Exercise aim -> Write out every entry exactly as it appears.

Dataset entries ->
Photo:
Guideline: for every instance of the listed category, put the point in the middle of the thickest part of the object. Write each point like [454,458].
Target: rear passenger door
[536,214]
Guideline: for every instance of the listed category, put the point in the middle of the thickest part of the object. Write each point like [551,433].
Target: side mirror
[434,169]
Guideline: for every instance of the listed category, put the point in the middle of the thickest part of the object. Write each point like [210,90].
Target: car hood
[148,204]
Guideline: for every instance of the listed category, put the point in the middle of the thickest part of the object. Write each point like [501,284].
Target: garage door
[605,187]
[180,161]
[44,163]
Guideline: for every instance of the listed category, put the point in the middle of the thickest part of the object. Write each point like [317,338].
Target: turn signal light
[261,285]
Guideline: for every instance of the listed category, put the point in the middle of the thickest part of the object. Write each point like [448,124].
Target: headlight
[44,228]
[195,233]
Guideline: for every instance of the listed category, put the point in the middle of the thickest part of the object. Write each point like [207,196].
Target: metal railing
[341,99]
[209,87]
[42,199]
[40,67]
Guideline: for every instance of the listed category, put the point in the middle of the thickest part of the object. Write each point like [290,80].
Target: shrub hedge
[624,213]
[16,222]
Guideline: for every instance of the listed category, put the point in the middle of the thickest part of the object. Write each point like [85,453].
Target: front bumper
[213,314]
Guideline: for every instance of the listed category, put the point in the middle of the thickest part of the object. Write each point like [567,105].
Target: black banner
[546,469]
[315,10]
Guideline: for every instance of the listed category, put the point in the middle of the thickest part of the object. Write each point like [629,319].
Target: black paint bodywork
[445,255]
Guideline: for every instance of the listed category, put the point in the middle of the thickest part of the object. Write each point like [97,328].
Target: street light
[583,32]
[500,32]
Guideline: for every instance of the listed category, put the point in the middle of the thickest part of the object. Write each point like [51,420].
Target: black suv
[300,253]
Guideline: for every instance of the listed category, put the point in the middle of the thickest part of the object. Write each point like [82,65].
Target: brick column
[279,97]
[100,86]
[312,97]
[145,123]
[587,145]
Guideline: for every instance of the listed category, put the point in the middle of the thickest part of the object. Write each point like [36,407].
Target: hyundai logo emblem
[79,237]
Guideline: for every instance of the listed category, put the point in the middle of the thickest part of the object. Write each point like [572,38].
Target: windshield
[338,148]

Written solution ->
Photo:
Guideline: for every instance of the listed category, put the point in the middle of the thickest part of the object. Write each point like [454,458].
Target: rear passenger door
[536,214]
Guideline: for every instance of the listed category, put the point in the middle of the thickest part of the object. Write each point like [551,433].
Target: side mirror
[434,169]
Guideline: for every instance of the listed category, put the point in the middle of the thickest part of the object. Write each point like [210,90].
Target: car hood
[148,204]
Guideline: for every instance of the listed category, put the point in the middle of the thickest part of the object. Write each point like [501,284].
Target: garage door
[605,187]
[180,161]
[44,163]
Guideline: for every instance of the listed category, put the point in the middle of the thickest part of the object. Write each point like [317,338].
Target: turn signal light
[261,285]
Guideline: for every instance of the listed category, put the point in the middle of the thickest part of the object. Write each point like [448,124].
Target: headlight
[44,228]
[195,233]
Guideline: for every instance of the listed category, put the point in the middle of the thickest part of the object. Write each point like [207,196].
Target: metal railing
[341,99]
[209,87]
[42,199]
[40,67]
Guideline: for every instance of the listed category, put the point in the middle of the thickest part of the object. Write each point like [290,80].
Target: shrub hedge
[624,213]
[16,222]
Guideline: for every instance of the listed category, put the point in the middle of the thickest part of the object. Write each point like [85,453].
Target: front bumper
[213,314]
Guideline: for every instance of the listed category, put the point in the middle of the thickest part of the object. Write each point like [567,105].
Target: black banner
[546,469]
[315,10]
Guideline: for every instance of the listed category, put the point in the middle of the thickest part of the object. Write each point like [629,319].
Target: black paint bodywork
[445,255]
Guideline: for every instance of the listed category, put the point in the middle of the thickest part of the object. Write each point like [97,328].
Target: street light
[583,32]
[500,32]
Guideline: for every instance of the listed category, put the point in the middle of the thickest part of the object. Write each point like [51,420].
Target: black suv
[300,253]
Guideline: for every instance of the listed category, put the point in the middle of the thickest part of the object. Write each point like [82,65].
Target: brick column
[279,97]
[100,86]
[312,97]
[145,123]
[587,145]
Guideline: for every instance of the listed category, put the point in the middle of the thickest part of the object. Write each point like [36,407].
Target: hyundai logo emblem
[79,237]
Guideline: for every instance of the listed category, put the point in the middle of the thickest part of the object. Write each point like [572,38].
Target: windshield
[338,148]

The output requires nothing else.